Written instruction => Count the lines in the records below that contain the string "teeth". Reply with only the number.

Records to process =>
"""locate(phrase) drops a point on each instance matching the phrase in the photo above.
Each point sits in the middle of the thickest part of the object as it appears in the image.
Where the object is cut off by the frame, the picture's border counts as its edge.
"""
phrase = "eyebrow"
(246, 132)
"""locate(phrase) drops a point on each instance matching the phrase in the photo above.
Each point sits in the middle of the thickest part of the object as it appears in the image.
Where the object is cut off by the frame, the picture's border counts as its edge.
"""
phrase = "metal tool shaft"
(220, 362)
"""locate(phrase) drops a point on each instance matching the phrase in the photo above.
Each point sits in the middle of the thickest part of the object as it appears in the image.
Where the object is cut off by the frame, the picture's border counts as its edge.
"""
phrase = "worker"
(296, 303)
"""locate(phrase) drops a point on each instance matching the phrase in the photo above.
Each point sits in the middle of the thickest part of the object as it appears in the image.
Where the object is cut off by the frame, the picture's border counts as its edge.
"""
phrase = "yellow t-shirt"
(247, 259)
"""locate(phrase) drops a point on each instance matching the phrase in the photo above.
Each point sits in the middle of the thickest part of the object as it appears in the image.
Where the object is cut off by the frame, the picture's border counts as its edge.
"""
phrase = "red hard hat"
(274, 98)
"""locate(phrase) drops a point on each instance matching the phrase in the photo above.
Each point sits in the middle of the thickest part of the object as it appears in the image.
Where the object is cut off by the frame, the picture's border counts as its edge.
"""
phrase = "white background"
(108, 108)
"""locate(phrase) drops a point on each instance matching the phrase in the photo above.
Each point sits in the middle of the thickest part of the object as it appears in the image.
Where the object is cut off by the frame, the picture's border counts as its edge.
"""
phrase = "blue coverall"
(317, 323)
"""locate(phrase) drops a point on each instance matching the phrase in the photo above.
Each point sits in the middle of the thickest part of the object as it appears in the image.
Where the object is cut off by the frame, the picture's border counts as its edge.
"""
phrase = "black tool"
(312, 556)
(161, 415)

---

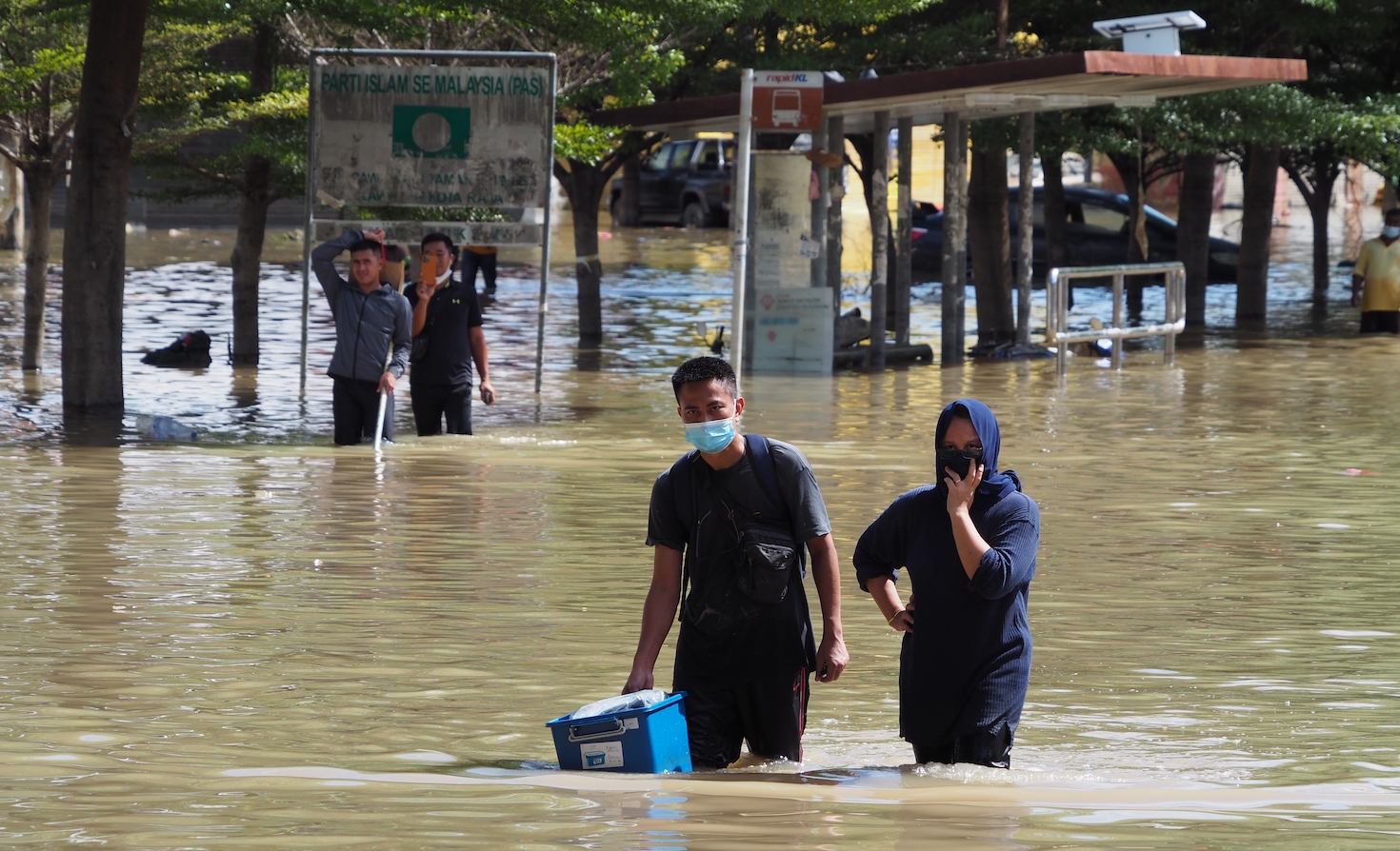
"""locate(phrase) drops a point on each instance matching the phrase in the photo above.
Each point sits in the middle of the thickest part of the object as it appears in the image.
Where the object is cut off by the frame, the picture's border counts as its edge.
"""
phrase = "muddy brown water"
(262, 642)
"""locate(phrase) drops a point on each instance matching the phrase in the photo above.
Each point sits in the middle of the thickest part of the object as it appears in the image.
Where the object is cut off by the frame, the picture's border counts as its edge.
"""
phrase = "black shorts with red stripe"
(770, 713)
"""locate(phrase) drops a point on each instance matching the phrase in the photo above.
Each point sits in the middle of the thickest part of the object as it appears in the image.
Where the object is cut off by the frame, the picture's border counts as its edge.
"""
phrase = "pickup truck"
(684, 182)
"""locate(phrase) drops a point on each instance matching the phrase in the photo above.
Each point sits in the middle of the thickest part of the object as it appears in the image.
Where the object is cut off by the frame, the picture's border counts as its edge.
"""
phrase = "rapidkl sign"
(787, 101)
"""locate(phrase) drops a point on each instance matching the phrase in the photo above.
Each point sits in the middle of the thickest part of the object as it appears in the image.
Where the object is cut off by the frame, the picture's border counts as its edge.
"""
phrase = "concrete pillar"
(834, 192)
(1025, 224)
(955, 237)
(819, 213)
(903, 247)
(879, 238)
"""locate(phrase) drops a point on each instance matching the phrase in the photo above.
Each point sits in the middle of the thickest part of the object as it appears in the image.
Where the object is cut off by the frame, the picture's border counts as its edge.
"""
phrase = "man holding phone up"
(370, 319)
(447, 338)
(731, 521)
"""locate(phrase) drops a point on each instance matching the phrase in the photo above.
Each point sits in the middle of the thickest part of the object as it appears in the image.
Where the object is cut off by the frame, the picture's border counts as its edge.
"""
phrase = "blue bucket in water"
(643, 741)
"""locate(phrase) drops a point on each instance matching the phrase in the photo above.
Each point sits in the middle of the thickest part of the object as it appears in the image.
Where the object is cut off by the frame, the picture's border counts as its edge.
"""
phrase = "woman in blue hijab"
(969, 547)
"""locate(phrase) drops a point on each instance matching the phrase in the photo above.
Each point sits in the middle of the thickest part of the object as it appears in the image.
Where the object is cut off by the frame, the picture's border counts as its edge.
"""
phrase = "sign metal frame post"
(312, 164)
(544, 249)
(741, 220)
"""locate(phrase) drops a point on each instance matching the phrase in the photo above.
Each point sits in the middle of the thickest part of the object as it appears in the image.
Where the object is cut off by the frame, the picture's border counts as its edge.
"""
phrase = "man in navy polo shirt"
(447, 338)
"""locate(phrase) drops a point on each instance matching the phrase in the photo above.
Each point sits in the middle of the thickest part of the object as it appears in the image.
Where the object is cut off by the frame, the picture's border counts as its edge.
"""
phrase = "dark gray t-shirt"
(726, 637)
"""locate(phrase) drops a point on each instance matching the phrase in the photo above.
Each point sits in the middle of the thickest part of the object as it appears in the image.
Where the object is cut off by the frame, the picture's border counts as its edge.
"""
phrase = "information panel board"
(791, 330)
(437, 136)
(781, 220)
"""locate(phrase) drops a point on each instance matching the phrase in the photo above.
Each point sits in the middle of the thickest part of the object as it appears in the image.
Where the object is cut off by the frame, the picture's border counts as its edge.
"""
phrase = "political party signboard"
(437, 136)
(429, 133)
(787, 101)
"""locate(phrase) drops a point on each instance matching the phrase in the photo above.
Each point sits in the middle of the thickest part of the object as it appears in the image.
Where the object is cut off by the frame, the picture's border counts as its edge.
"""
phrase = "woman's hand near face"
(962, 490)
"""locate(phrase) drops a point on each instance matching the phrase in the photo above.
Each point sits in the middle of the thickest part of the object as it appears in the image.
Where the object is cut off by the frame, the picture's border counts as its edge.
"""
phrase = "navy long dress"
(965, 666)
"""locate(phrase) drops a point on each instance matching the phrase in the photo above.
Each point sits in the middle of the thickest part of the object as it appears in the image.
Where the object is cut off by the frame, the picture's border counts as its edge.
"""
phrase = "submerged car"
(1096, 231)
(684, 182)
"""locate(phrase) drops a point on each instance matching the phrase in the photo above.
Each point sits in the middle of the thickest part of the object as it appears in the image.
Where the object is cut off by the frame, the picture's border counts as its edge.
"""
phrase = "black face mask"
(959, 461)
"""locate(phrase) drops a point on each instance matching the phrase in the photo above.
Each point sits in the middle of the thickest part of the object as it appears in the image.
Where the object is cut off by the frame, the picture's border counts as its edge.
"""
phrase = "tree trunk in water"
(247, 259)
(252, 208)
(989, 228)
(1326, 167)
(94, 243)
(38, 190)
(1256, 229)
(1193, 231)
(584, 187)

---

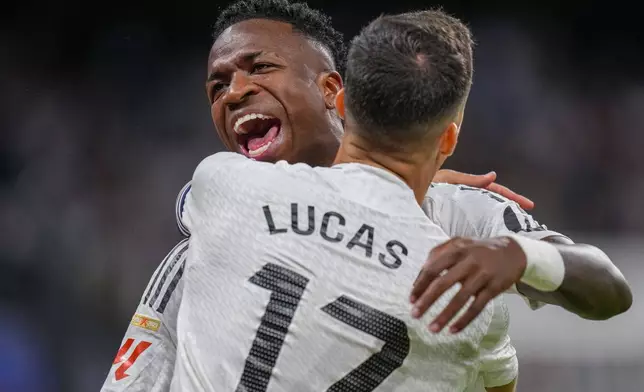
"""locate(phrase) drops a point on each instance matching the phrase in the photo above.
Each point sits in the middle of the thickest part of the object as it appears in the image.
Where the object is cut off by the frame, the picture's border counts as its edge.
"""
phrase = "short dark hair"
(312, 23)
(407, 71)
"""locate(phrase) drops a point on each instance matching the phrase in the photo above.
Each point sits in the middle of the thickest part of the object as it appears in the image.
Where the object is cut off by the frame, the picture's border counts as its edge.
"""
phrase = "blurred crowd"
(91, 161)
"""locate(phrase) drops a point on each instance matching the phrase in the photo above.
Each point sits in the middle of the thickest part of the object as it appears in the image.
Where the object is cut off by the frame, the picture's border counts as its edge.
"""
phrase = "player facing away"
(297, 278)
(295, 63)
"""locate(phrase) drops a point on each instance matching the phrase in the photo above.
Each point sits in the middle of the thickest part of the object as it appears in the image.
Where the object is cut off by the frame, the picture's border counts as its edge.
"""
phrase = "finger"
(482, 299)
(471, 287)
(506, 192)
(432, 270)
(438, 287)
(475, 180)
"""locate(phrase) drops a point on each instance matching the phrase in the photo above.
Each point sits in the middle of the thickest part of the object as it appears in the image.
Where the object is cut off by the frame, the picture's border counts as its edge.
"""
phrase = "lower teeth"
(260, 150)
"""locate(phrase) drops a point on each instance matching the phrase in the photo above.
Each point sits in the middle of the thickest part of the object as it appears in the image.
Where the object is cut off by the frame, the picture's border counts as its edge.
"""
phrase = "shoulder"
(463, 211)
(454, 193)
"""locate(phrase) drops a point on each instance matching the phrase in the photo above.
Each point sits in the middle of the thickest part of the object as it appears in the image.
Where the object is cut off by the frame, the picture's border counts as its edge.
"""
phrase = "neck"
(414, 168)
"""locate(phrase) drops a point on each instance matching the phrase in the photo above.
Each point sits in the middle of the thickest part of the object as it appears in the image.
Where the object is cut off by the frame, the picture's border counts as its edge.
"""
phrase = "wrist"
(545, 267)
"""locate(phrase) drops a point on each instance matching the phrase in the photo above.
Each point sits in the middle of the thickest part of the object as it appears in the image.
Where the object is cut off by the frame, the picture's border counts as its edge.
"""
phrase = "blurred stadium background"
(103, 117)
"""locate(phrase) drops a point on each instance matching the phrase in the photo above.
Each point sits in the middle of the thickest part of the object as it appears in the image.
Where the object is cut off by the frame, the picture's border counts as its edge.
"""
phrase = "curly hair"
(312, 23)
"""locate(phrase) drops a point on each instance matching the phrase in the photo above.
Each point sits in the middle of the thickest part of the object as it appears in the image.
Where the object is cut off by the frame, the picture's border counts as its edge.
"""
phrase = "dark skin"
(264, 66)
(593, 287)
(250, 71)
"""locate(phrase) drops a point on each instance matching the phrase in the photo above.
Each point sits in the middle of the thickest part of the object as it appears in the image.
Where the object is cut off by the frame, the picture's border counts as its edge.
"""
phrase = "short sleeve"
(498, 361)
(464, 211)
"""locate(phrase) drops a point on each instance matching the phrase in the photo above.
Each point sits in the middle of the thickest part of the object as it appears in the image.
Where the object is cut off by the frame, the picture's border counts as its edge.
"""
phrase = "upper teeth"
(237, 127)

Reply => 2